(Supplied data):
#####

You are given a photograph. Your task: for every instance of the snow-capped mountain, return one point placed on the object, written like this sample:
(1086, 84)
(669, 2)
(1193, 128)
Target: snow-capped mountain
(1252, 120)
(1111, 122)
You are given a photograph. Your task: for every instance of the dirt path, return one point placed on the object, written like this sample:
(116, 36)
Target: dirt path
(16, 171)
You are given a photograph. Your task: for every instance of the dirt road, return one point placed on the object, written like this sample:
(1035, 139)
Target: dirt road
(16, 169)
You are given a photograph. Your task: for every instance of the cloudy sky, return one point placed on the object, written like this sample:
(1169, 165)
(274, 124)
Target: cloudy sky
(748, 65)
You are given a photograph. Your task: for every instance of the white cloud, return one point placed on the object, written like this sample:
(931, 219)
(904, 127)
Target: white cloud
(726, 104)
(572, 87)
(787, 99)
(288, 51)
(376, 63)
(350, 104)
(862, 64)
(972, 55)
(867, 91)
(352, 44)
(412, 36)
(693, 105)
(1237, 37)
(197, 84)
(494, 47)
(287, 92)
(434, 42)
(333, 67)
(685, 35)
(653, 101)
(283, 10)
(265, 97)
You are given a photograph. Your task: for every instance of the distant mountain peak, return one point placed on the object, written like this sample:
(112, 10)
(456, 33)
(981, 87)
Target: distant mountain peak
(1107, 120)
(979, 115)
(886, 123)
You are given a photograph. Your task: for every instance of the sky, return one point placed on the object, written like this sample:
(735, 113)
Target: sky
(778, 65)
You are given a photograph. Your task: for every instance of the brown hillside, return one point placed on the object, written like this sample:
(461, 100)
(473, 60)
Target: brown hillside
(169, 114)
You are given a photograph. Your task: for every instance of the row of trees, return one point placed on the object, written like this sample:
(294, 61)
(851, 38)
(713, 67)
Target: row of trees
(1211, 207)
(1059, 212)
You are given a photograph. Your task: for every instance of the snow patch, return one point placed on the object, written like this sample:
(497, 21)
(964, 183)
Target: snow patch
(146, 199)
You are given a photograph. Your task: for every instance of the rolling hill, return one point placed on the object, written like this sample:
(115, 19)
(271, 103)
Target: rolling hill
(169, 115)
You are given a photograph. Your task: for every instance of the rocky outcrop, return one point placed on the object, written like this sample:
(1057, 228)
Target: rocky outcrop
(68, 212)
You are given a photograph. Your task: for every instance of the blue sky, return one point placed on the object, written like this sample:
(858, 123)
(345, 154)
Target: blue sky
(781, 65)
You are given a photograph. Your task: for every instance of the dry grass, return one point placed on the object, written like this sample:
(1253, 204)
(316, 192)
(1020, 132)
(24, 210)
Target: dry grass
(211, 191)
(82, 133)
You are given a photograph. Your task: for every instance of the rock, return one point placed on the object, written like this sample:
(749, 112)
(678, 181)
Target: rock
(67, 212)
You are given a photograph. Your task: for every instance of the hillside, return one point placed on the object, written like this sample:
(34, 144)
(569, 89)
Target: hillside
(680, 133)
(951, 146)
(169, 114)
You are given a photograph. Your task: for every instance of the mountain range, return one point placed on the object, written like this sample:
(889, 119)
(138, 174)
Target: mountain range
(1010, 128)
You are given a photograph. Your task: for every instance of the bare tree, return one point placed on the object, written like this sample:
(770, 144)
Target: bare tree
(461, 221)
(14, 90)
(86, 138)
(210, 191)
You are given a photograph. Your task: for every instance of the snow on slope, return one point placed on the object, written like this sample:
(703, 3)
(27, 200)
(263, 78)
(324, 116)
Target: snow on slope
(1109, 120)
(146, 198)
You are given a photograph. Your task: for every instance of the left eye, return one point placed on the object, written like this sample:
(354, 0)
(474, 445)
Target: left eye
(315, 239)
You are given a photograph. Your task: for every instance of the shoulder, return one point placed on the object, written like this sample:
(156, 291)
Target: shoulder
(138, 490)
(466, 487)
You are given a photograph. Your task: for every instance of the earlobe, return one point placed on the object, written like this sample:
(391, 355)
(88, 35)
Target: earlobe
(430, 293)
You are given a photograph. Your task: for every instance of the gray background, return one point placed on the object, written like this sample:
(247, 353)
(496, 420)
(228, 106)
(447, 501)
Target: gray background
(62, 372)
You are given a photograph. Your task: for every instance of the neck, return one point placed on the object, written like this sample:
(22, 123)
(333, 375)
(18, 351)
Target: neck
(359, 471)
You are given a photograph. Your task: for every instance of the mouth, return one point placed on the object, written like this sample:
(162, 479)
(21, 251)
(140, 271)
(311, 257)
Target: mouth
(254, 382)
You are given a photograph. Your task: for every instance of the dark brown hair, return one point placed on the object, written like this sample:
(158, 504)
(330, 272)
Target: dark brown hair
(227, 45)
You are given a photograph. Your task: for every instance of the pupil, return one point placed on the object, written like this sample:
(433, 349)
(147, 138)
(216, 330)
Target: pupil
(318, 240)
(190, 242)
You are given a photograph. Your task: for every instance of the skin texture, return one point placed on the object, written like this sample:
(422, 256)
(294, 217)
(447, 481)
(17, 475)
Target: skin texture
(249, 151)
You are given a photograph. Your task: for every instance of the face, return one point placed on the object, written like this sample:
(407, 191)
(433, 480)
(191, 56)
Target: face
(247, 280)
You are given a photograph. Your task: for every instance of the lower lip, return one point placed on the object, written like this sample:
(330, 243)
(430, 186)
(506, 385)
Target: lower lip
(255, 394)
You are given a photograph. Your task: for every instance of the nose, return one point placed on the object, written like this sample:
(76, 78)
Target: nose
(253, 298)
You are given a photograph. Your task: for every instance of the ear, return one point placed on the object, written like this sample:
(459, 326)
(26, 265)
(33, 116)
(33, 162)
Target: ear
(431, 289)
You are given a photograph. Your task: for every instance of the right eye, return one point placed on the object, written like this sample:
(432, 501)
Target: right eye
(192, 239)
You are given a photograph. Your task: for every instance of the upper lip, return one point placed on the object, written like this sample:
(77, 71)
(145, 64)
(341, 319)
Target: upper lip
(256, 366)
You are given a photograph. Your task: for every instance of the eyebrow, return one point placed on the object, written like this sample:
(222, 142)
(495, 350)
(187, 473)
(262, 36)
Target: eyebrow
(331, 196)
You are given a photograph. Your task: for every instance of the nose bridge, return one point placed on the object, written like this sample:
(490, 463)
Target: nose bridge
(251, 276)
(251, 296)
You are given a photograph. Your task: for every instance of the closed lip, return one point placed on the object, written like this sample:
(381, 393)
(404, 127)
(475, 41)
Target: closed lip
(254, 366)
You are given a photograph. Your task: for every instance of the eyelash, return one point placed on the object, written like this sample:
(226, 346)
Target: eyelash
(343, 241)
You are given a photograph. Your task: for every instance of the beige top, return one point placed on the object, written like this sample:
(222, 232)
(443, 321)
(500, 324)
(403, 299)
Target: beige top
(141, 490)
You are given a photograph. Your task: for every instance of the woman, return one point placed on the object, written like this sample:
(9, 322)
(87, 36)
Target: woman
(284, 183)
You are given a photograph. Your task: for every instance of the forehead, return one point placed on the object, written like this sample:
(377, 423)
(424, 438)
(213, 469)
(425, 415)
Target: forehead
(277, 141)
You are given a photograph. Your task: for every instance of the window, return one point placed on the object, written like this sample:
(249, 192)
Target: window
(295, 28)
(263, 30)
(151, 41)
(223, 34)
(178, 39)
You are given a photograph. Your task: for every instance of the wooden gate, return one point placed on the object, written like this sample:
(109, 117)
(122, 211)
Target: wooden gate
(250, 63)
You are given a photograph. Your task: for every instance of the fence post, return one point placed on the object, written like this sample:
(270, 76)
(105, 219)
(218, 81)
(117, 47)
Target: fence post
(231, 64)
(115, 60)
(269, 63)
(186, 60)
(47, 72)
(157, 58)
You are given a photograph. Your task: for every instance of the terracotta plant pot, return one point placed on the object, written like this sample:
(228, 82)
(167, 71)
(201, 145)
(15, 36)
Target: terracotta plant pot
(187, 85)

#####

(Work task):
Tail of the listing, starting at the line with "the window, return" and ending at the last line: output it exactly and add nothing.

(Written response):
You are given a photograph. Your task: for every instance of the window, return one point placed on the object, written like this sample:
(249, 192)
Target: window
(295, 28)
(263, 30)
(151, 41)
(223, 34)
(178, 39)
You are given a photograph. Your task: for every instance of the wooden gate, return one point placed on the object, written like this sample:
(109, 117)
(122, 211)
Target: wooden gate
(250, 63)
You are given a photograph. Your task: for every instance of the fence post, return one point placed on the object, written like this sample:
(270, 76)
(105, 219)
(218, 81)
(117, 47)
Target: fence post
(231, 64)
(115, 60)
(269, 63)
(186, 60)
(47, 72)
(157, 58)
You are given a photograph. Your task: for every instance of the terracotta plant pot, return one point placed on the object, written like this sample:
(228, 82)
(167, 71)
(201, 145)
(15, 36)
Target: terracotta plant pot
(187, 85)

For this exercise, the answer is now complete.